Work item: Exact reproduction required: print each line of the material below.

The data:
--- START ---
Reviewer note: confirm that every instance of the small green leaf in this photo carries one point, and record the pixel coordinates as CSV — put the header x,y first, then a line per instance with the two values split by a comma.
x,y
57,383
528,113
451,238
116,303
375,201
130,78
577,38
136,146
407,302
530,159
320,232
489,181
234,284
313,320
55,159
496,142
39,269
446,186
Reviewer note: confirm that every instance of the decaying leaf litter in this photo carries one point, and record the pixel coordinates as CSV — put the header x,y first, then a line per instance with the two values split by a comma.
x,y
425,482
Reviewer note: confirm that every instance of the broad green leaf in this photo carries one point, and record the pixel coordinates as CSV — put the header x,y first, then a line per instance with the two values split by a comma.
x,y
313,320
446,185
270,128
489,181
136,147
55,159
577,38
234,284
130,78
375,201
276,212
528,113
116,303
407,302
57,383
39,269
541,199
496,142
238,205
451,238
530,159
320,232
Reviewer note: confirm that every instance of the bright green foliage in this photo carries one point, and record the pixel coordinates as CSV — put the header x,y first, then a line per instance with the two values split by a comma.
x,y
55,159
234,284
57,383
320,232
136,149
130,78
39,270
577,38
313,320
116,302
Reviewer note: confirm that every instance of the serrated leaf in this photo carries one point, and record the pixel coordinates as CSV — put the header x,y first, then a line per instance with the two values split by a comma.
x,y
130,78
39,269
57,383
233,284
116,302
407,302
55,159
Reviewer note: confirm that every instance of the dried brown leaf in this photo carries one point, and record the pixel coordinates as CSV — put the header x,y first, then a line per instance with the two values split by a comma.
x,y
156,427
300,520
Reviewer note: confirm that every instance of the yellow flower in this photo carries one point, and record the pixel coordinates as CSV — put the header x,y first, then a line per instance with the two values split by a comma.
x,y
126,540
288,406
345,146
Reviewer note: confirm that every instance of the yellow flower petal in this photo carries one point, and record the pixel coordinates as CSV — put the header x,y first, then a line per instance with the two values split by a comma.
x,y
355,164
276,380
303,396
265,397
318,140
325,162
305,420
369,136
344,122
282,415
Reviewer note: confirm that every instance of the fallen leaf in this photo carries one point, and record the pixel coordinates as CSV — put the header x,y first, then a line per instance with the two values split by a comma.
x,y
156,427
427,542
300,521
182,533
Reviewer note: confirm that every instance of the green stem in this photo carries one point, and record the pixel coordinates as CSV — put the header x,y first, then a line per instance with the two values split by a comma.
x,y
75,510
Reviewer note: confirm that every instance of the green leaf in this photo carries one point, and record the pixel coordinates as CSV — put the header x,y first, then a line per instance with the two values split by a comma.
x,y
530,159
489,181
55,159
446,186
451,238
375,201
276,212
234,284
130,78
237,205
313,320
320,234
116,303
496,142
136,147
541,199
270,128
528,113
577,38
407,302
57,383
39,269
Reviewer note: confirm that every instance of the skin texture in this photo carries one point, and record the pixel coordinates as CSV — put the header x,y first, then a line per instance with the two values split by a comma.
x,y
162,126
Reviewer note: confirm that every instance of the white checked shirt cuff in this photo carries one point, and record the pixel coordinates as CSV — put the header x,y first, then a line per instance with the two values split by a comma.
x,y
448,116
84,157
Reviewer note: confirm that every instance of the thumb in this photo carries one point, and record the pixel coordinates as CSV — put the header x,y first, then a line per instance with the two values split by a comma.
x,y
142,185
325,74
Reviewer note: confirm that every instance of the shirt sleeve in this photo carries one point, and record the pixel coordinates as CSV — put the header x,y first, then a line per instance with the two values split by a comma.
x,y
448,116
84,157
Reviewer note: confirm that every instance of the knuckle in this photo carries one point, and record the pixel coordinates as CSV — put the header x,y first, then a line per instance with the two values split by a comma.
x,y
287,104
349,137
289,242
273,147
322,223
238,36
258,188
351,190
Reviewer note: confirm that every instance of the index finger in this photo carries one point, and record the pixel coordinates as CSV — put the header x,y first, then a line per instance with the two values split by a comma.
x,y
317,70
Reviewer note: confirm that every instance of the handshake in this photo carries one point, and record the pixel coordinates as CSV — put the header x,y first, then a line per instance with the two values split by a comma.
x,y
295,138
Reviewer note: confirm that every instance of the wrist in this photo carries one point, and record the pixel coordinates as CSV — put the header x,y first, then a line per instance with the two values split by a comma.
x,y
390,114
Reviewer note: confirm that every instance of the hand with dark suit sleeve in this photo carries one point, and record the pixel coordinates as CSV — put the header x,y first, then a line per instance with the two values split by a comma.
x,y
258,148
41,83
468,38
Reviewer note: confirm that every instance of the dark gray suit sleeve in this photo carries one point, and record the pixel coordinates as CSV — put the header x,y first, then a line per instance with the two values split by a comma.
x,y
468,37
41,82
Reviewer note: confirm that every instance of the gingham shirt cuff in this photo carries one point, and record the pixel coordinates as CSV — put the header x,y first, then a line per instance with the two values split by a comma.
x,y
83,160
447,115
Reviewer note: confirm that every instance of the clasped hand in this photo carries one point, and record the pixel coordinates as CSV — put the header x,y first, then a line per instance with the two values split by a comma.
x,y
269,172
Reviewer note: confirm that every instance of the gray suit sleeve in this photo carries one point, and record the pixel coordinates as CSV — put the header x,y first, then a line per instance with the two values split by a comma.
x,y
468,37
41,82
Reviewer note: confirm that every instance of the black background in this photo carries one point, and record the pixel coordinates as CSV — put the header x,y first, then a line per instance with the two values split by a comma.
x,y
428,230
--- END ---
Reply to the task:
Reviewer note: confirm that every instance of the small green leaf in this photo carries one point, and record the pixel coordinates as CSV — put the header x,y first, then a line per instance with the two values split by a comma.
x,y
57,383
528,113
451,238
116,303
375,201
130,78
577,38
136,146
407,302
530,159
320,232
489,181
234,284
313,320
55,159
496,142
39,269
446,186
Reviewer note: confirm that every instance of the decaying leaf litter in this photo carries one point, and record the pixel coordinates as CSV — put the header x,y first, then a line per instance with the two values split by a comma.
x,y
425,482
Reviewer note: confirm that every instance of the broad green leaf in this photo carries one point, and record the pixel coordinates as CSV — put the header x,y first, then a line per instance with the two values split by a comma.
x,y
313,320
446,185
270,128
489,181
136,147
55,159
577,38
234,284
130,78
375,201
276,212
528,113
116,303
407,302
57,383
39,269
541,199
496,142
238,205
451,238
530,159
320,232
Reviewer note: confirm that every instance of the bright green foliage in this photo carries one point, and record the pixel coordinates as CSV — put the header x,y first, then a line per instance with the two values split by a comma.
x,y
55,159
234,284
57,383
320,232
136,149
130,78
39,270
577,38
313,320
116,302
Reviewer note: confirm that every instance of the serrated leaf in this photo carries one point, and record the pixel coordinates as CSV — put the header x,y first, then a line per instance with the two values split by a comma.
x,y
130,78
39,269
57,383
233,284
116,302
407,302
55,159
Reviewer note: confirm that every instance of the dried brown leaf in this photo carries one point, and record the pixel coordinates as CSV — put the header x,y first, then a line per instance with the two values split by a comma.
x,y
156,427
300,520
Reviewer note: confirm that every instance of the yellow flower in this photo carries one point, and record the pixel coordinates as CSV — put the header x,y first, then a line per instance with the two values split by a comma.
x,y
126,540
288,406
345,146
Reviewer note: confirm that every instance of the yellow flower petal in this photo carries one point, and record the pixel coordinates as CSV — put the header x,y first, then a line per instance with the two values split by a comma.
x,y
355,164
276,380
303,396
265,397
318,140
325,162
305,420
369,136
344,122
282,415
Reviewer note: confirm that every instance of the fallen leaf in this photo carries one point, and record the pixel coordinates as CSV — put the header x,y first, then a line per instance with the two values split by a comma.
x,y
156,427
427,542
300,521
182,533
Reviewer note: confirm that every instance of the green stem in this photo carries one point, and record the pixel coordinates as CSV — put the header x,y first, then a line per instance with the two values split by a comma.
x,y
75,510
Reviewer note: confirm that every instance of the green leaf in this photo carries one point, and record the pixel coordinates as CSV — put the header x,y first, then a line per instance with the two values split by a comma.
x,y
530,159
489,181
55,159
446,186
451,238
375,201
276,212
234,284
130,78
237,205
313,320
320,234
116,303
496,142
136,147
541,199
270,128
528,113
577,38
407,302
57,383
39,269
Reviewer note: confirm that every instance of the skin texture in this photo carries one point, and record the pixel coordinates as CSV — put the header x,y first, then a line per instance with the two values split by a comma.
x,y
162,126
Reviewer note: confirm that every instance of the white checked shirt cuff in this photo carries one point, and record the pixel coordinates as CSV — put the header x,y first, then a line per instance with the two values split by a comma.
x,y
448,116
84,157
Reviewer note: confirm that every instance of the thumb in this photo carries one point, and record the pixel coordinates as CSV — put the header x,y first, then a line per instance with the two values split by a comma.
x,y
142,185
325,74
Reviewer note: confirm that every instance of the shirt sleeve in this photo carries one point, and record the pixel coordinates as CSV — put the header x,y first, then a line per instance with the two values split by a comma.
x,y
448,116
84,157
Reviewer note: confirm that every instance of the knuckle in this photo carries one point, and record the pixel coordinates as CSV — put the header x,y first, then a line per instance with the two values split by a comma.
x,y
287,104
349,137
289,242
273,147
322,223
238,36
258,188
351,190
Reviewer note: confirm that every instance of the index finger in this photo carries one point, and record the pixel coordinates as CSV — put the header x,y first, then a line per instance with the two values split by a comma.
x,y
317,70
Reviewer note: confirm that every instance of the handshake in this photo carries one point, and record the pixel coordinates as CSV — put the header x,y first, then a line per instance with the two values split by a comma.
x,y
295,138
Reviewer note: confirm that every instance of the wrist in this photo carries one point, and record the pixel coordinates as CSV — put the header x,y first, then a line per instance with the two values split by a comma.
x,y
390,114
Reviewer note: confirm that every instance of the hand with dark suit sleeve in this photo carries one point, and record the pixel coordinates as CSV — put the header x,y first, then a line per instance with the two values split by a comma.
x,y
258,148
41,83
468,38
Reviewer note: confirm that every instance of the dark gray suit sleeve in this photo carries one point, and record the pixel coordinates as CSV — put the header x,y first, then a line per instance with the two values split by a comma.
x,y
468,37
41,82
Reviewer note: confirm that every instance of the gingham shirt cuff in this photo carries one point, and record the pixel coordinates as CSV — put the header x,y first, then a line per instance with the two values split by a comma.
x,y
83,160
447,115
Reviewer note: confirm that every instance of the clasped hand in this photo carries one point, and record the pixel coordinates as CSV — put the header x,y first, then a line per instance with the two values split by a comma.
x,y
269,172
Reviewer note: confirm that every instance of the gray suit sleeve in this photo carries one point, and record the pixel coordinates as CSV — put the header x,y first, then a line per instance with the two values split by a comma.
x,y
468,37
41,82
Reviewer note: confirm that every instance of the black background in this photo carries one point, and record the pixel coordinates as CSV — put the header x,y first, then a line per instance with the two values split by a comma.
x,y
428,230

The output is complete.